** Supplied material **
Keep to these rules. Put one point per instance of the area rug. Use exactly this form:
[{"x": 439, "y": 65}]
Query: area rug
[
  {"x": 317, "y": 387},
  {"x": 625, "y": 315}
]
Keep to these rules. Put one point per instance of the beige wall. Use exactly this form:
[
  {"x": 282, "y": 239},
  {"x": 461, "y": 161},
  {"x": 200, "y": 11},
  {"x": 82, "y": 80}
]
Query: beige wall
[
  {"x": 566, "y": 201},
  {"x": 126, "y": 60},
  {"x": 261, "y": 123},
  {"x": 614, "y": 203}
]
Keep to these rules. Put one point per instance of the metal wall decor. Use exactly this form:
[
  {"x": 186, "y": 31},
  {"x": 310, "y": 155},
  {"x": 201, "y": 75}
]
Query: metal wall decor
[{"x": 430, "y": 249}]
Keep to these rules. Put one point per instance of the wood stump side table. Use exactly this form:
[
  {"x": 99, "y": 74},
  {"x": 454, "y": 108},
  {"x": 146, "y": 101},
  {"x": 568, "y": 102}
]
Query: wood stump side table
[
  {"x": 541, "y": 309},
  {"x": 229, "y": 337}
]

** Instructions for the task **
Look through the records and copy down every line that holds "these".

** Response to this exercise **
Keep to these rules. Put one point per instance of the area rug. Use exactly this form:
Keep to these rules. Put one point per instance of the beige wall. Use exactly this form:
Keep to these rules. Put one point per instance of the metal wall decor. Use exactly this form:
Keep to these rules. Put one point per instance of the wood stump side table. Use exactly this form:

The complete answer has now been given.